* [THE TASKS]
A: Translate this sentence from the black hole blog post into Spanish: "This is an attempt to make the astonishing nature beyond our habitable horizon a little bit more accessible."
B: Select every line in the listing that contains the word "diver", and copy each one. Case counts.

[Begin SOURCE]

Group Blog

Black Holes: energy consumption and energy release

My name is Tobias Beuchert. I recently joined this group as a postdoc. My research interests are to expand our knowledge about accreting compact objects (black holes or neutron stars), their energy consumption and energy release.

Disclaimer: this blogpost may contain one or two elements of slightly exaggerated content. This is an attempt to make the astonishing nature beyond our habitable horizon a little bit more accessible.

[End SOURCE]
[Begin DATA IN THIS EXERCISE]

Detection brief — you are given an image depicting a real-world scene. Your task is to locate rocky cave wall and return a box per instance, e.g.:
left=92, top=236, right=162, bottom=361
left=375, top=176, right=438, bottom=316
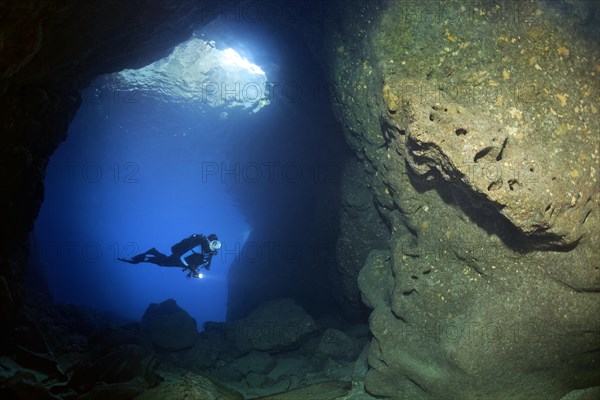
left=305, top=1, right=600, bottom=400
left=0, top=0, right=226, bottom=338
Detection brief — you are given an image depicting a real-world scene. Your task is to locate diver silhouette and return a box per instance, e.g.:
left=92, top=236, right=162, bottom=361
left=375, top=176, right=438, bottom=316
left=119, top=233, right=221, bottom=278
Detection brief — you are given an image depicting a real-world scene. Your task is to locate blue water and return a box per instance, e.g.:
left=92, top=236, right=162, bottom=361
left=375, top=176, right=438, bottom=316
left=35, top=80, right=250, bottom=330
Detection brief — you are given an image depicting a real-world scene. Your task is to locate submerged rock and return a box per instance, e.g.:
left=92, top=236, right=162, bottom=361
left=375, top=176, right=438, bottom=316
left=142, top=299, right=198, bottom=351
left=307, top=0, right=600, bottom=400
left=136, top=373, right=244, bottom=400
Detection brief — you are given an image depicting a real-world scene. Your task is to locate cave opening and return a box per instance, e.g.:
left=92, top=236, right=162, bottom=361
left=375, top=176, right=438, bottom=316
left=32, top=12, right=347, bottom=331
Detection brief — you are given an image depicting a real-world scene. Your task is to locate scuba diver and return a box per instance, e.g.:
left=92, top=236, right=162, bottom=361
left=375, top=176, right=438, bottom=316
left=119, top=233, right=221, bottom=279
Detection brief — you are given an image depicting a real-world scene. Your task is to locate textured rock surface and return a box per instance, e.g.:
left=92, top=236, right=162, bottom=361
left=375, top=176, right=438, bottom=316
left=228, top=298, right=317, bottom=352
left=307, top=1, right=600, bottom=400
left=142, top=299, right=198, bottom=351
left=136, top=373, right=244, bottom=400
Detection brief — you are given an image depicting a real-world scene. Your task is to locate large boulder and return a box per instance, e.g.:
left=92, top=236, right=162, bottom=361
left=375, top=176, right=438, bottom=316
left=142, top=299, right=198, bottom=351
left=227, top=298, right=318, bottom=353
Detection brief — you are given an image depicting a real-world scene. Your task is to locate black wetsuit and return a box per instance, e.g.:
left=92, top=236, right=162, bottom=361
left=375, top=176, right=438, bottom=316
left=119, top=234, right=217, bottom=272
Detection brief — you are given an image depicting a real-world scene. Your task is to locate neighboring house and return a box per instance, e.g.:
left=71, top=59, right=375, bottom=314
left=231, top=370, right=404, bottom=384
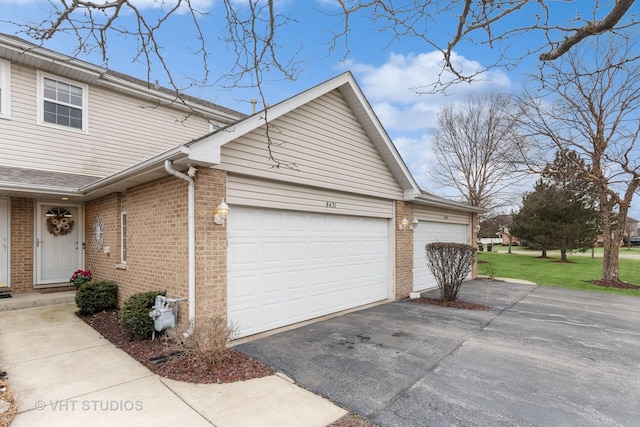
left=0, top=35, right=482, bottom=336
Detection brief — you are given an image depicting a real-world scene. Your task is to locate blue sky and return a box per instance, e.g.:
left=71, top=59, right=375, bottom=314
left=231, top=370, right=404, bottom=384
left=0, top=0, right=640, bottom=218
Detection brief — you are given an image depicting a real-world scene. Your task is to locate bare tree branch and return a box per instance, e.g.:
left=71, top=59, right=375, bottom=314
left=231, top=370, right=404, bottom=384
left=521, top=30, right=640, bottom=282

[End DATA IN THIS EXERCISE]

* [FINAL ANSWERS]
A: Esto es un intento de hacer un poco más accesible la asombrosa naturaleza que se encuentra más allá de nuestro horizonte habitable.

B:
Detection brief — you are given an image depicting a real-world scene. Your task is to locate diver silhouette and return a box per instance, e.g.:
Detection brief — you are given an image depicting a real-world scene. Your task is to locate scuba diver and return a box per instance, e.g.:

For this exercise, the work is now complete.